Give the listing again in full, exactly as written.

Start of DATASET

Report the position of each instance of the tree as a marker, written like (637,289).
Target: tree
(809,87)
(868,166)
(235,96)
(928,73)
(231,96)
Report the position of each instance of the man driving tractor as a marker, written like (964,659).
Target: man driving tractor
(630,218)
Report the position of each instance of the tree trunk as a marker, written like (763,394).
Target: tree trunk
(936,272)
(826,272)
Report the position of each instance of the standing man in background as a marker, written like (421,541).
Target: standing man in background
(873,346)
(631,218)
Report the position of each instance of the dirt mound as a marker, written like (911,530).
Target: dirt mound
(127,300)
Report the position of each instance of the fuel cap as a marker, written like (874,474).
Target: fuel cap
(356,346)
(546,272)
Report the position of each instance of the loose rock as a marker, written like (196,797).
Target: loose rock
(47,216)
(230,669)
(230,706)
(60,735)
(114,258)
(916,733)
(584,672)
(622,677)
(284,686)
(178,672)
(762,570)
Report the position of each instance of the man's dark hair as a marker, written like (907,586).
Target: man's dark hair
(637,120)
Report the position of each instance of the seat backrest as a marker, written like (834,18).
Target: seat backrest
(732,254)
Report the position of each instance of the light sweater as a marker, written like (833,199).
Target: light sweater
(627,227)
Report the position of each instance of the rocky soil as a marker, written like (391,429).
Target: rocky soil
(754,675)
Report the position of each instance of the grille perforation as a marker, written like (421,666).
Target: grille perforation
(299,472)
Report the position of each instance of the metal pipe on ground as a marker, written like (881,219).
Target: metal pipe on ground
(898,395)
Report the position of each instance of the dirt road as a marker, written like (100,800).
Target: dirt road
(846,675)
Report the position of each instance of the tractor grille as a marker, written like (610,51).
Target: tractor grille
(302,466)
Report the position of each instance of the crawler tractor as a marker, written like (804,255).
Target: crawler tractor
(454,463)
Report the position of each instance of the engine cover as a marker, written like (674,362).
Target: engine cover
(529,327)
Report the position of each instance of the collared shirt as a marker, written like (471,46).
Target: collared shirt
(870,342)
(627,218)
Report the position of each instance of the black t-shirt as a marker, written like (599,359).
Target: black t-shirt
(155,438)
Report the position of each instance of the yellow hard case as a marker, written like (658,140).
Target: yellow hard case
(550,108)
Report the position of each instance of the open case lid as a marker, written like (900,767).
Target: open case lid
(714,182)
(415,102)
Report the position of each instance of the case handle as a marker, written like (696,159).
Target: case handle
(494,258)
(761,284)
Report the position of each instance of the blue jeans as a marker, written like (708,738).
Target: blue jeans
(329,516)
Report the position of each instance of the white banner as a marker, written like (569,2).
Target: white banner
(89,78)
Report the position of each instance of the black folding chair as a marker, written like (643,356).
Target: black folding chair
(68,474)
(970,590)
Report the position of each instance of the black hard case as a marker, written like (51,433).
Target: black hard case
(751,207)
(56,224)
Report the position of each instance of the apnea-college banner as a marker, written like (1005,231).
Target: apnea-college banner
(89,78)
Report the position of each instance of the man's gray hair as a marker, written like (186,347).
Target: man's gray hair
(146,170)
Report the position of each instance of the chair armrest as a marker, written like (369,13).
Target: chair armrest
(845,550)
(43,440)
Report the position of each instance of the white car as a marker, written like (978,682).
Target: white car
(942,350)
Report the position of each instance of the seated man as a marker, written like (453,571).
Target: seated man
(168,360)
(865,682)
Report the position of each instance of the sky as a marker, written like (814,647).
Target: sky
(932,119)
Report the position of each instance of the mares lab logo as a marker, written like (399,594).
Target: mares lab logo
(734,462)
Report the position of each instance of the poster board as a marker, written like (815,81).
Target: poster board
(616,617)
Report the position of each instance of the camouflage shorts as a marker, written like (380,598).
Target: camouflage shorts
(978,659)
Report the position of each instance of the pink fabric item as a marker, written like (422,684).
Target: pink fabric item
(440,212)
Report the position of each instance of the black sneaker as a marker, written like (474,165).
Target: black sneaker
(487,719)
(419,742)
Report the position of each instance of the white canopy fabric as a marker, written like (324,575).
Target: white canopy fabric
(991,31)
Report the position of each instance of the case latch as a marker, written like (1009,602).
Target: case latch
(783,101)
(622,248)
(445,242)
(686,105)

End of DATASET

ANSWER TO THE PROBLEM:
Report the position of each instance of the tree as a marker, written like (637,289).
Target: tree
(809,87)
(868,166)
(235,96)
(928,73)
(231,96)
Report the position of each instance of the man driving tractor as a marker, written like (964,659).
Target: man driving tractor
(630,218)
Report the position of each instance of the tree trunk as a marker, written like (763,394).
Target: tree trunk
(936,272)
(826,272)
Report the position of each instance of the standing man in background as a marker, written like (421,541).
Target: standing man in background
(873,346)
(631,218)
Report the position of each instance of the dirt mound as a marker, written like (911,530).
Target: dirt mound
(127,300)
Report the position of each instance of the fuel cap as a marker, written like (874,474).
Target: fuel cap
(356,346)
(546,272)
Report the position of each instance of the loose rock as a marker, written like (196,797).
Target: loose rock
(47,216)
(230,669)
(230,706)
(60,735)
(114,258)
(916,733)
(584,672)
(622,677)
(284,686)
(178,672)
(762,570)
Report the position of each instance of the man's dark hair as a marker, written like (907,586).
Target: man's dark hair
(637,120)
Report the position of each instance of the seat backrest as a marker, written like (834,18).
Target: seat backrest
(732,254)
Report the position of each instance of the light sweater as a marker, written like (833,199).
Target: light sweater
(627,227)
Report the position of each instance of the rocky soil as a marker, written like (391,429).
Target: rocky soil
(754,675)
Report the position of each instance of the grille perforation as a marker, written like (421,666).
Target: grille perforation
(299,472)
Report the position of each instance of the metal pipe on ground as a marker, written like (881,219).
Target: metal pipe on ground
(898,395)
Report the position of each instance of the dirt road as a marker, written like (100,800).
Target: dirt road
(846,675)
Report the position of each instance of the tractor grille as a marker, written like (610,51).
Target: tractor grille
(302,466)
Report the position of each instance of the crawler tractor as a marker, written like (804,255).
Target: crawler tractor
(454,463)
Report the position of each instance of the engine cover as a marker, written like (674,362).
Target: engine cover
(529,327)
Report the position of each instance of the collared shirt as a marker, written like (471,46).
Target: collared shirt
(870,342)
(627,218)
Report the position of each instance of the black t-shirt as a marker, written like (599,359).
Target: black t-shirt
(155,438)
Report the position of each instance of the yellow hard case as a marker, written like (658,140).
Target: yellow hard case
(550,108)
Report the position of each instance of the open case lid as a marker, written like (900,767).
Target: open case lid
(714,182)
(415,102)
Report the position of each instance of the case handle as a marker, written like (696,159).
Target: case handle
(494,258)
(761,284)
Report the position of each instance of the blue jeans as a marker, written like (708,738).
Target: blue jeans
(329,516)
Report the position of each instance of the white banner as a marker, written like (569,2).
Target: white banner
(89,78)
Report the position of each instance of the black folding chair as a marker, written like (643,356).
Target: black folding chair
(68,474)
(970,590)
Report the position of each instance of the black hard case as a marker, written like (51,433).
Target: black hard case
(751,207)
(56,224)
Report the position of each instance of the apnea-college banner as a marker, written like (1005,231).
Target: apnea-college banner
(89,78)
Report the position of each instance of the man's gray hair as a marker, written like (186,347).
Target: man's gray hair
(146,170)
Report the position of each instance of the chair armrest as a marker, written like (369,13).
Target: chair armrest
(845,550)
(43,440)
Report the position of each instance of the white car as a marker, written like (978,682).
Target: white car
(942,350)
Report the position of each instance of the seated man as a marker, written like (453,571).
Target: seated man
(168,360)
(865,682)
Report the position of each instance of the sky as a marker, written like (814,647).
Target: sky
(932,119)
Report the position of each instance of the mares lab logo as a marker, written like (399,594).
Target: mares lab logo
(734,462)
Report the position of each instance of the poster board as a marker, written like (815,81).
Target: poster board
(616,617)
Report the position of each instance of the camouflage shorts as a marker, written like (380,598).
Target: camouflage shorts
(978,659)
Report the position of each instance of the pink fabric item as a marker, written like (422,684).
Target: pink fabric item
(440,212)
Report the position of each instance of the black sneaker as a marker, written like (474,165).
Target: black sneaker
(487,719)
(419,742)
Report the position of each instance of the white canopy fabric as a marker, written like (324,575).
Target: white canopy fabric
(991,31)
Report the position of each instance of the case latch as a marker, written like (1009,602).
Target: case latch
(783,101)
(622,248)
(445,242)
(686,105)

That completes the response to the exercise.